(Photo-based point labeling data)
= = = =

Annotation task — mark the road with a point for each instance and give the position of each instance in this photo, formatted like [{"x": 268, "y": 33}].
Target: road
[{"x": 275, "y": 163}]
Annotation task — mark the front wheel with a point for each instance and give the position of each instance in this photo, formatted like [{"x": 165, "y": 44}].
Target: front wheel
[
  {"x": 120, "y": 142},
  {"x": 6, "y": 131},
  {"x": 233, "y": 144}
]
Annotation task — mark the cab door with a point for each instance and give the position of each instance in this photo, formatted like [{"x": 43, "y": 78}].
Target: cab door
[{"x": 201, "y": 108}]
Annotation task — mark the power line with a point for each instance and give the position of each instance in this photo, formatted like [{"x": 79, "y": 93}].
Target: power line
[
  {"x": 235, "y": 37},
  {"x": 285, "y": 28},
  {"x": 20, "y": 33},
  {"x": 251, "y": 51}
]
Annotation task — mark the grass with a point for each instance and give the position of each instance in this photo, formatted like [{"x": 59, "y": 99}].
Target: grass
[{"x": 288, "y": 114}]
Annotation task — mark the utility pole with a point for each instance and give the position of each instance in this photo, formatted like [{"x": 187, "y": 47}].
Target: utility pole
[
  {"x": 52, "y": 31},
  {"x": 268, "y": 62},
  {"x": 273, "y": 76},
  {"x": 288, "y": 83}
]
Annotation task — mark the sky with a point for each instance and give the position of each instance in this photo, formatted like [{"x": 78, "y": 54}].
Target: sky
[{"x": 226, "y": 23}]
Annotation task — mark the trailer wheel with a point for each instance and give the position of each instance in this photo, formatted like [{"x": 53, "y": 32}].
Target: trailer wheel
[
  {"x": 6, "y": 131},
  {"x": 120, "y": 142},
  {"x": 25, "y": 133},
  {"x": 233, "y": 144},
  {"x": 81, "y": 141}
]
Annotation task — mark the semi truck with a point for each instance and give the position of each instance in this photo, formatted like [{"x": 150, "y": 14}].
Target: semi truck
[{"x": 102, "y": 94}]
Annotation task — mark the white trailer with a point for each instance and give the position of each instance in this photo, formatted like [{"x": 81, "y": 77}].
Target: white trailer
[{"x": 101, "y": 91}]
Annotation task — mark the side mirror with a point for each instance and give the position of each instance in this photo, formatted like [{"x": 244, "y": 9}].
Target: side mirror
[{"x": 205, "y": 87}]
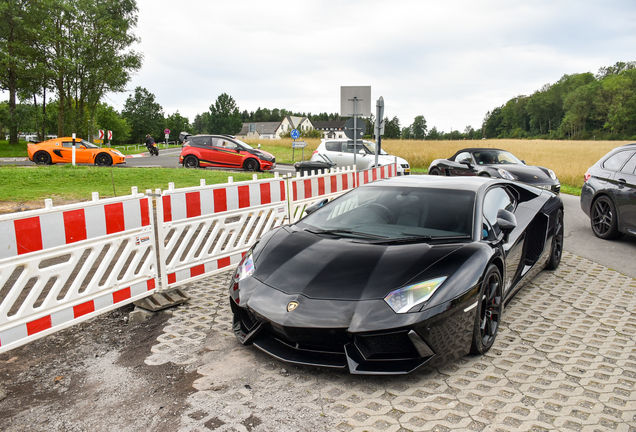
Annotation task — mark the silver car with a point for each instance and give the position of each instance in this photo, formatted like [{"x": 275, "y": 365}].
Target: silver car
[{"x": 341, "y": 152}]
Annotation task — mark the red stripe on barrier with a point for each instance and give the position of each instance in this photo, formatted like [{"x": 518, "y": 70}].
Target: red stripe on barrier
[
  {"x": 266, "y": 193},
  {"x": 121, "y": 295},
  {"x": 307, "y": 185},
  {"x": 172, "y": 278},
  {"x": 74, "y": 226},
  {"x": 193, "y": 204},
  {"x": 198, "y": 270},
  {"x": 83, "y": 309},
  {"x": 28, "y": 235},
  {"x": 220, "y": 200},
  {"x": 244, "y": 196},
  {"x": 167, "y": 208},
  {"x": 39, "y": 325},
  {"x": 114, "y": 214},
  {"x": 145, "y": 212}
]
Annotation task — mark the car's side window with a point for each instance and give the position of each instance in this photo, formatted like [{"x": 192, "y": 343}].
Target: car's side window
[
  {"x": 630, "y": 166},
  {"x": 615, "y": 162},
  {"x": 496, "y": 199}
]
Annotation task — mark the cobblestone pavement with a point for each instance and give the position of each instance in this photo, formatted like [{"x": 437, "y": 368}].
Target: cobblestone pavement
[{"x": 564, "y": 359}]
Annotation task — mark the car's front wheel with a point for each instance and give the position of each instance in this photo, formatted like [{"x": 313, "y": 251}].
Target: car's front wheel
[
  {"x": 103, "y": 159},
  {"x": 191, "y": 162},
  {"x": 42, "y": 158},
  {"x": 603, "y": 219},
  {"x": 251, "y": 165},
  {"x": 489, "y": 311}
]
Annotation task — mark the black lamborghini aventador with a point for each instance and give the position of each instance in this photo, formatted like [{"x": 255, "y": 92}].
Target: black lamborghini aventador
[{"x": 396, "y": 273}]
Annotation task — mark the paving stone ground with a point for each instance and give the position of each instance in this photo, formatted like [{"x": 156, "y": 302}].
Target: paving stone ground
[{"x": 564, "y": 360}]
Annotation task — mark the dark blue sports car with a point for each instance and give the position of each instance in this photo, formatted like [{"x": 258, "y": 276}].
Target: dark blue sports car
[{"x": 396, "y": 273}]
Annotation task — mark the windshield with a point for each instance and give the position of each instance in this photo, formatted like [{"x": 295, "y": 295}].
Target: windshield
[
  {"x": 489, "y": 157},
  {"x": 389, "y": 213}
]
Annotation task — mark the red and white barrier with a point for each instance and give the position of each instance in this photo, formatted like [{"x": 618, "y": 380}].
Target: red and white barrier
[
  {"x": 60, "y": 266},
  {"x": 203, "y": 230}
]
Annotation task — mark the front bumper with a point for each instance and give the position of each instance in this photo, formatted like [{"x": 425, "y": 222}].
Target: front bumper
[{"x": 328, "y": 333}]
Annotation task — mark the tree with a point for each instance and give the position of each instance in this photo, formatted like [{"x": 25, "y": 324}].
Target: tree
[
  {"x": 419, "y": 127},
  {"x": 143, "y": 114},
  {"x": 392, "y": 128},
  {"x": 225, "y": 117}
]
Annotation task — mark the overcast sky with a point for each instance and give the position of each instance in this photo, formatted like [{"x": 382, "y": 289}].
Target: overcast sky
[{"x": 451, "y": 61}]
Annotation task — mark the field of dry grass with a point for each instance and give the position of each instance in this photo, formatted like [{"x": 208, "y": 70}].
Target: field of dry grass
[{"x": 568, "y": 159}]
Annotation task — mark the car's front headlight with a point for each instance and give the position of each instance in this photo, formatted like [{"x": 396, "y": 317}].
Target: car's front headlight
[
  {"x": 506, "y": 174},
  {"x": 404, "y": 299}
]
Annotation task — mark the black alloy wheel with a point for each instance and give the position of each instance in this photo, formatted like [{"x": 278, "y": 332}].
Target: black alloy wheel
[
  {"x": 603, "y": 219},
  {"x": 489, "y": 311},
  {"x": 42, "y": 158},
  {"x": 251, "y": 165},
  {"x": 191, "y": 162},
  {"x": 556, "y": 252},
  {"x": 103, "y": 159}
]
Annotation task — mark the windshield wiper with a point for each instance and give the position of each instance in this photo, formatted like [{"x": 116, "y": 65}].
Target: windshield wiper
[{"x": 346, "y": 231}]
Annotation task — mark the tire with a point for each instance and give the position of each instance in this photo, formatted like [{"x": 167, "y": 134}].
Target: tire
[
  {"x": 556, "y": 251},
  {"x": 489, "y": 311},
  {"x": 103, "y": 159},
  {"x": 42, "y": 158},
  {"x": 251, "y": 165},
  {"x": 603, "y": 218},
  {"x": 191, "y": 162}
]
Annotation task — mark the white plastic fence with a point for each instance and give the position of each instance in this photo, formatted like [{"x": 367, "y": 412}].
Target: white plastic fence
[
  {"x": 63, "y": 265},
  {"x": 203, "y": 230}
]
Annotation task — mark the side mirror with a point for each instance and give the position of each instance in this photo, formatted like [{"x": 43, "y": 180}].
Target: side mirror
[
  {"x": 506, "y": 221},
  {"x": 315, "y": 206}
]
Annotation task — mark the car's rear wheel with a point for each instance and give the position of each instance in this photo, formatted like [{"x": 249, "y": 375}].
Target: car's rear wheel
[
  {"x": 191, "y": 162},
  {"x": 557, "y": 244},
  {"x": 489, "y": 311},
  {"x": 251, "y": 165},
  {"x": 103, "y": 159},
  {"x": 42, "y": 158},
  {"x": 603, "y": 219}
]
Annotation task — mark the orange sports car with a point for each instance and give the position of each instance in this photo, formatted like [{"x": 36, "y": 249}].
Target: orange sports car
[{"x": 60, "y": 150}]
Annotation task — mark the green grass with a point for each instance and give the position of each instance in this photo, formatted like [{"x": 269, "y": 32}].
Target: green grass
[{"x": 65, "y": 182}]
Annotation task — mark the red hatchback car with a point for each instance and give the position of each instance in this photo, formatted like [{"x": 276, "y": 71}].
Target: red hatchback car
[{"x": 224, "y": 151}]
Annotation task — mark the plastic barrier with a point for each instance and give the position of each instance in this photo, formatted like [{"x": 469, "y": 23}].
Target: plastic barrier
[
  {"x": 60, "y": 266},
  {"x": 203, "y": 230}
]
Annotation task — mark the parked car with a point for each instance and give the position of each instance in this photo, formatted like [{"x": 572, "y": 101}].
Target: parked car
[
  {"x": 395, "y": 273},
  {"x": 340, "y": 152},
  {"x": 224, "y": 151},
  {"x": 608, "y": 195},
  {"x": 496, "y": 163},
  {"x": 60, "y": 150}
]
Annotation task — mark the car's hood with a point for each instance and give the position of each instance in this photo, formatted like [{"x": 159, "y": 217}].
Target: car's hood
[
  {"x": 324, "y": 267},
  {"x": 527, "y": 173}
]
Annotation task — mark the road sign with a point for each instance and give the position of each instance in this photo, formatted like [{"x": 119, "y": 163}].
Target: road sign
[{"x": 361, "y": 127}]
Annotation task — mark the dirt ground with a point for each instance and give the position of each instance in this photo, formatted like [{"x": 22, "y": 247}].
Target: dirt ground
[{"x": 64, "y": 381}]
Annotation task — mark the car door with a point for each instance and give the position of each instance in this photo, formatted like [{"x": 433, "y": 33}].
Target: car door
[{"x": 625, "y": 193}]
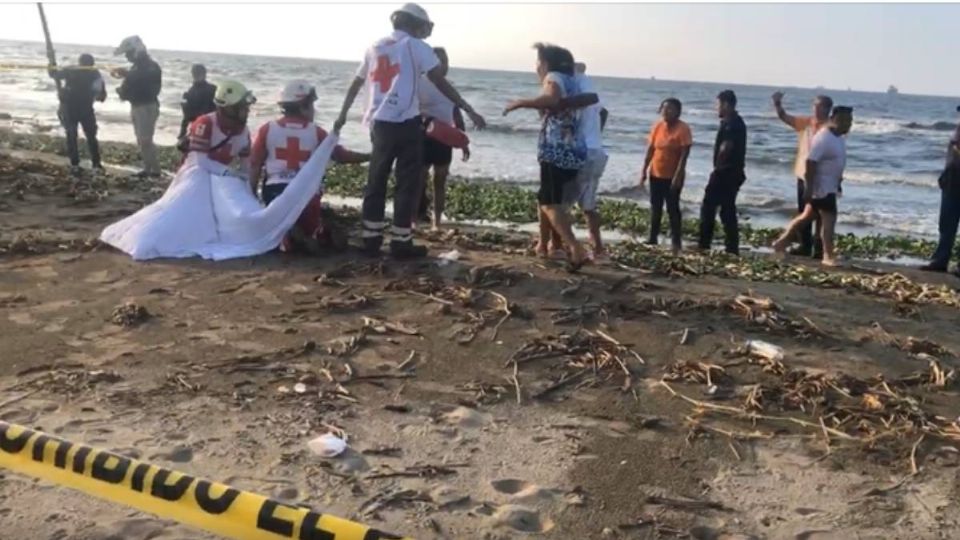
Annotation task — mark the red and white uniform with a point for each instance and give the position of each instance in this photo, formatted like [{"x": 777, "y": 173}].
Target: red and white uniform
[
  {"x": 216, "y": 149},
  {"x": 282, "y": 146},
  {"x": 392, "y": 68}
]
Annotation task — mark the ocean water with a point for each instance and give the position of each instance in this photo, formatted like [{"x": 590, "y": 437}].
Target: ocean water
[{"x": 895, "y": 150}]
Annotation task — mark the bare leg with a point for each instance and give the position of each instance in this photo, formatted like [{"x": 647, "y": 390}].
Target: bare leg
[
  {"x": 828, "y": 222},
  {"x": 543, "y": 249},
  {"x": 593, "y": 227},
  {"x": 560, "y": 219},
  {"x": 780, "y": 246},
  {"x": 440, "y": 173}
]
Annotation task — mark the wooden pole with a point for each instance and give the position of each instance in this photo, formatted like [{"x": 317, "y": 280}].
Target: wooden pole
[{"x": 51, "y": 54}]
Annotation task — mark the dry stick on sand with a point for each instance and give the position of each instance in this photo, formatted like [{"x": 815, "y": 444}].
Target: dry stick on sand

= = = =

Problem description
The lines to reproduce run from the one that contains "Annotation task — mark the ocean" through the last line above; copy them exactly.

Correct response
Annotation task — mark the ocean water with a point for each instance and give the position of each instance in this photo, formatted like [{"x": 590, "y": 437}].
Target: ocean water
[{"x": 895, "y": 150}]
Annotation task — mark the bare leg with a point for each instance and give the position of each instance in this photo, formatted like [{"x": 647, "y": 390}].
Target: bare leg
[
  {"x": 828, "y": 222},
  {"x": 543, "y": 249},
  {"x": 593, "y": 227},
  {"x": 560, "y": 219},
  {"x": 780, "y": 246},
  {"x": 440, "y": 173}
]
Annotation task — mark the wooden pole with a point for each instance and give the position of each instance in this photo, formatted like [{"x": 317, "y": 280}].
Target: wooden pole
[{"x": 51, "y": 54}]
Annotation task — mark the dry stick on sand with a point for each instance and give the position of each instance in this photo, formatted like [{"x": 815, "y": 444}].
Target: dry stick on sand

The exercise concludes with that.